Set problem 1: Extract the full review of Hedwig and the Angry Inch below, word for word.

Document extract:
++++++

Tuesday, August 25, 2015

Hedwig and the Angry Inch / **** (2001)

Perhaps it is just a cruel irony that drag queens and transsexuals, often reduced to caricatures and sneered at by mainstream society, adopt makeup patterns that allow them to appear so lively. Under the elaborate image of sharp eyebrows, heavy eye-liner and broad smears of lipstick and rouge, the face often hides melancholy; they are usually carrying the sorts of secrets that can only be escaped by acting out, usually in theatrical impulses or with biting sarcasm. That is not necessarily the absolute truth when it comes to their presence in queer culture, but it is surely the most prominent running theme of John Cameron Mitchell’s “Hedwig and the Angry Inch.” To contemplate that prospect is to open a gate in which we can begin to understand the fractured mental state of the hero, a man who has endured harsh pain and betrayal at the hands of treasured loved ones, and yet wanders into his nightly performances with frontal ambivalence; he is going to sing his heart out, tell stories and always do so with flamboyant gusto. Behind the scenes, unfortunately, very little of that carries over, and in an existence that is made miniscule by negative public perceptions, a thorough portrait emerges that is sad, haunting, dynamic and even rousing. We are not just experiencing the life of a person here; we are embodying his agony like friends in powerless observation.

Traces of these realities have come and gone in the peripheral of mainstream movie plots over the years, but “Hedwig and the Angry Inch” is the most direct of those realizations, a heartbreaking character study that does a tricky balancing act of sentiment, provoking a wide array of conflicting emotions without implausible plot manipulations or shameless contrivance showing the way. Much of that comes from a vision that is as supportive as it is outspoken; the director sees no point in mincing words for the sake of watered down storytelling, and he forces his audience to experience all the emotional turmoil that the lead character is required to endure. Sometimes that involves joy and promise, other times immense suffering. And at the epicenter of that dichotomous structure of feelings is an engaging soundtrack of rock anthems guiding us through the story, most of which color the issues with cheeky sensibility without negating their impact. Most movie musicals often use songs to create an exaggerated exterior of polished images, but here is one that uses them to reveal honesty that seems too painful to explain in mere conversation.

++++++

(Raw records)
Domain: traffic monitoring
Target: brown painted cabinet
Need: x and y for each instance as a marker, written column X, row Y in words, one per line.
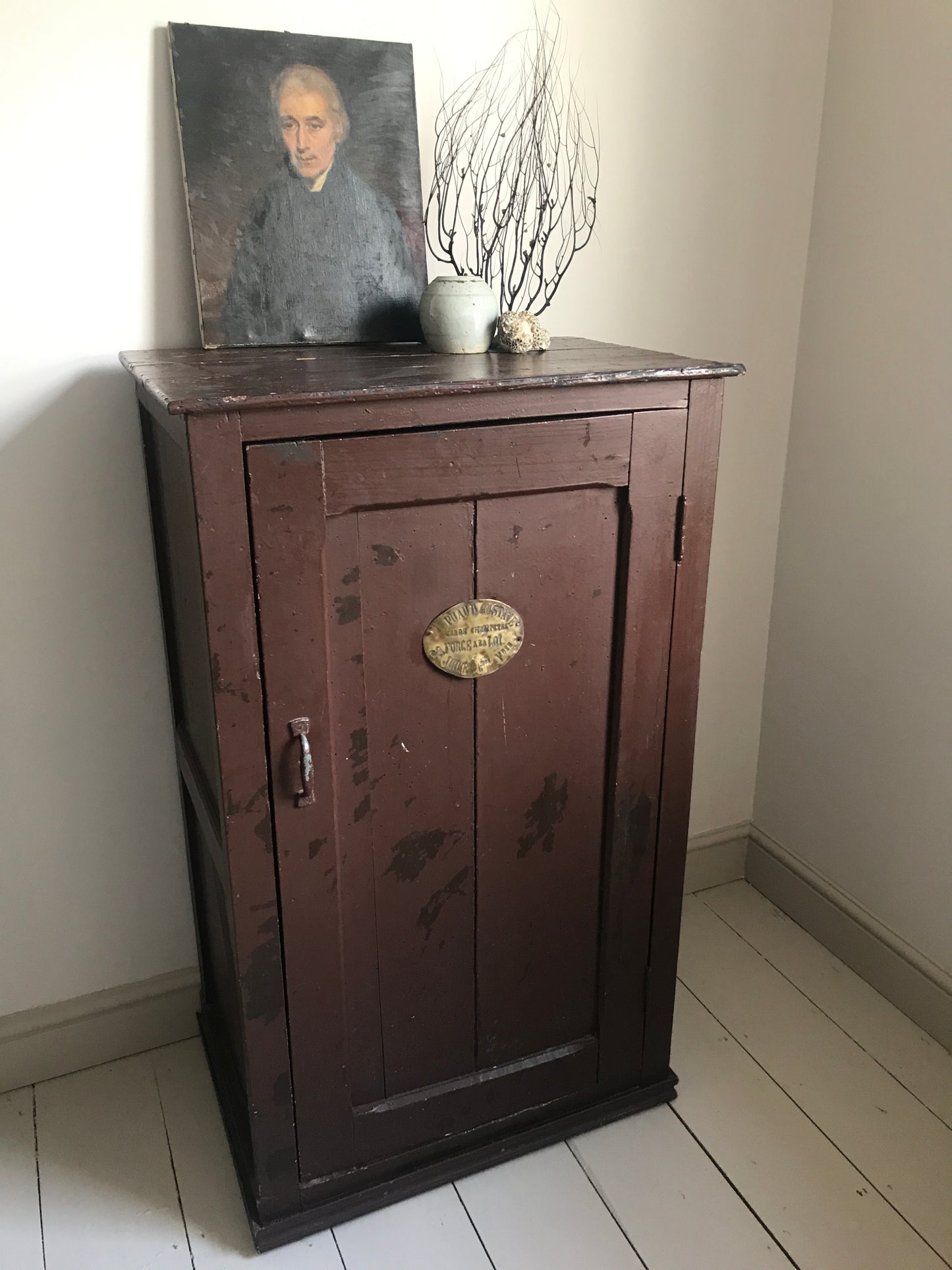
column 438, row 915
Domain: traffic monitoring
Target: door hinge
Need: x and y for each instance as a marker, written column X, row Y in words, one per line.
column 679, row 530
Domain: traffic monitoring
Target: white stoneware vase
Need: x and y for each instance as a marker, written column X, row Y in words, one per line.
column 459, row 314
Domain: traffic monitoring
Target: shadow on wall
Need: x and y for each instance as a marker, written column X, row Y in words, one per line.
column 96, row 887
column 174, row 303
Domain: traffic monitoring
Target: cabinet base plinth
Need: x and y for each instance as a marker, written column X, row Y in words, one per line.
column 470, row 1159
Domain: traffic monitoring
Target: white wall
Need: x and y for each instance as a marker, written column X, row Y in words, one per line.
column 710, row 121
column 856, row 760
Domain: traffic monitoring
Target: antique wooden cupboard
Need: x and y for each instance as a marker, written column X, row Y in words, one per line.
column 438, row 916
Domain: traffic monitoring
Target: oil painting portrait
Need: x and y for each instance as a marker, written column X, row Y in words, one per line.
column 302, row 174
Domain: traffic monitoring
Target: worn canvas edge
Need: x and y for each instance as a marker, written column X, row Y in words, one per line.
column 904, row 975
column 47, row 1042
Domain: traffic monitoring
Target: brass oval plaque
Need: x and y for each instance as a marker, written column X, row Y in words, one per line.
column 474, row 638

++++++

Set problem 2: Lay out the records as a JSON list of strings, one string per line and no blank lines, taking everything from the first line of the records down to and including the line that contains "column 438, row 915". Leave the pictures out of the list.

Complete output 1:
Tuesday, August 25, 2015

Hedwig and the Angry Inch / **** (2001)

Perhaps it is just a cruel irony that drag queens and transsexuals, often reduced to caricatures and sneered at by mainstream society, adopt makeup patterns that allow them to appear so lively. Under the elaborate image of sharp eyebrows, heavy eye-liner and broad smears of lipstick and rouge, the face often hides melancholy; they are usually carrying the sorts of secrets that can only be escaped by acting out, usually in theatrical impulses or with biting sarcasm. That is not necessarily the absolute truth when it comes to their presence in queer culture, but it is surely the most prominent running theme of John Cameron Mitchell’s “Hedwig and the Angry Inch.” To contemplate that prospect is to open a gate in which we can begin to understand the fractured mental state of the hero, a man who has endured harsh pain and betrayal at the hands of treasured loved ones, and yet wanders into his nightly performances with frontal ambivalence; he is going to sing his heart out, tell stories and always do so with flamboyant gusto. Behind the scenes, unfortunately, very little of that carries over, and in an existence that is made miniscule by negative public perceptions, a thorough portrait emerges that is sad, haunting, dynamic and even rousing. We are not just experiencing the life of a person here; we are embodying his agony like friends in powerless observation.

Traces of these realities have come and gone in the peripheral of mainstream movie plots over the years, but “Hedwig and the Angry Inch” is the most direct of those realizations, a heartbreaking character study that does a tricky balancing act of sentiment, provoking a wide array of conflicting emotions without implausible plot manipulations or shameless contrivance showing the way. Much of that comes from a vision that is as supportive as it is outspoken; the director sees no point in mincing words for the sake of watered down storytelling, and he forces his audience to experience all the emotional turmoil that the lead character is required to endure. Sometimes that involves joy and promise, other times immense suffering. And at the epicenter of that dichotomous structure of feelings is an engaging soundtrack of rock anthems guiding us through the story, most of which color the issues with cheeky sensibility without negating their impact. Most movie musicals often use songs to create an exaggerated exterior of polished images, but here is one that uses them to reveal honesty that seems too painful to explain in mere conversation.

Complete output 2:
[
  "Domain: traffic monitoring",
  "Target: brown painted cabinet",
  "Need: x and y for each instance as a marker, written column X, row Y in words, one per line.",
  "column 438, row 915"
]